● **Selected excerpt**
Several factors are contributing in my decision to write this article about relationships and the extinct art of monogamy: My personal opinions since I was a little girl, my parents, the cultural difference I noticed when I first came to US, a recent interaction with a guy, another recent chat with a friend, and a break-up 6 months ago because of the affair my (ex)boyfriend of 3 years had with a colleague of his who is married and a mother to a young girl.
Probably the last one is the major factor and recent happenings are merely the fuel.
The reaction of people to what happened when we broke up, shockingly, did not vary too much. There was a circle, the circle of the family and heart-to-heart friends, who were madder than I was. They were my thread of strength when I had none left in me. I was so weak and beaten that I still hoped he would be sorry and would "man up" enough to come back to me. I'm so glad nothing like that happened while I was still weak. I might have accepted him back - which would be one of the biggest mistakes of a life. Incredibly luckily, I had little yet enough strength when the inevitable apology came.

● **To do**
**1)** Answer these from the essay on monogamy:
(a) How long had the relationship with the ex-boyfriend lasted?
(b) Besides being married, what else does the essay state about the colleague he had the affair with?
(c) Which circle of people was madder about the break-up than the writer?
**2)** In the essay on monogamy, why is the writer glad the ex-boyfriend did not come back while the writer was still weak?
**3)** Resume the essay on monogamy after its final sentence. Keep the first-person voice.

● **Source data**
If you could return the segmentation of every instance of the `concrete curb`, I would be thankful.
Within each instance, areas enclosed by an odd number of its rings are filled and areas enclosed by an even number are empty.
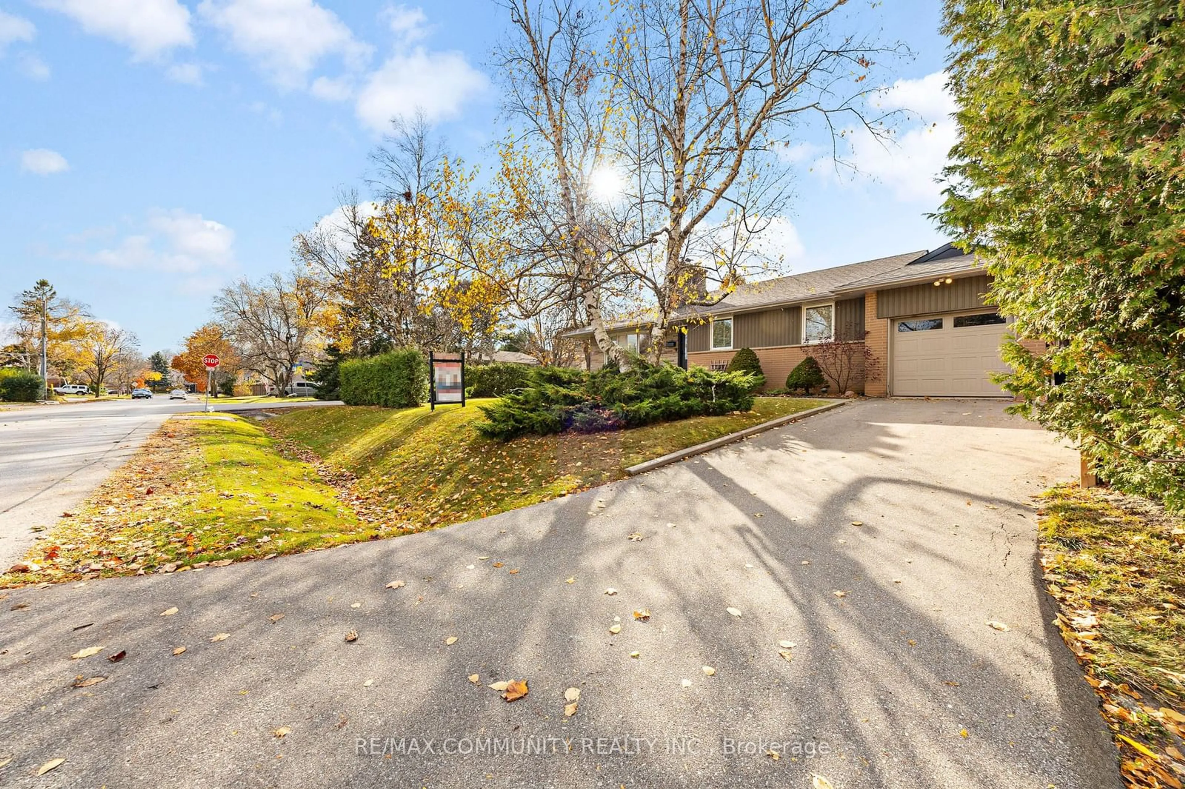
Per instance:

● **Task responses**
**1)**
(a) Three years.
(b) She is a mother to a young girl.
(c) The circle of family and heart-to-heart friends.

**2)** While still weak, the writer might have accepted him back. That would have been one of the biggest mistakes of a life.

**3)**
Then there were all these other people, whose reaction was something like: "Well it happens to anyone.", which I find very similar to telling a starving homeless guy that there are poorer and hungrier people in some other parts of the world, and lots of'em too! Yeah, very effective. This sentence later would be followed by, after checking that I was becoming a tad better about holding myself, "Who doesn't cheat anyways?", to which my jaw dropped and my eyes popped out of their sockets.
Don't get me wrong, these people are my friends and by no means they justify what happened. But they understand in a way I never will. One of them is a guy friend of mine that I love very much. On my birthday the conversation followed as the example and I heard him say that there hadn't been a single relationship he had that he had not cheated, one way or another. Well, no more trying to hook him up with my gal friends from now on I guess.
I remember back when I was barely 20, two girls from college visited me during a winter break at my parents' home. I was quite good friends with these two girls at the time. We often went out at night, we met with my friends from town, and one night, one of the girls ended up snuggling with a guy friend of mine from town. She had a boyfriend for 3-4 years (who I also knew and to whom she is married now). I warned my guy friend about it and made my point very clear. He ended up taking her out on a walk so she would come to her senses, but before she did, they did have quite an intimate, emotional and very "hugful" stroll along the seashore. The next day, both girls thought I over-reacted. My opinion about these two girls changed forever.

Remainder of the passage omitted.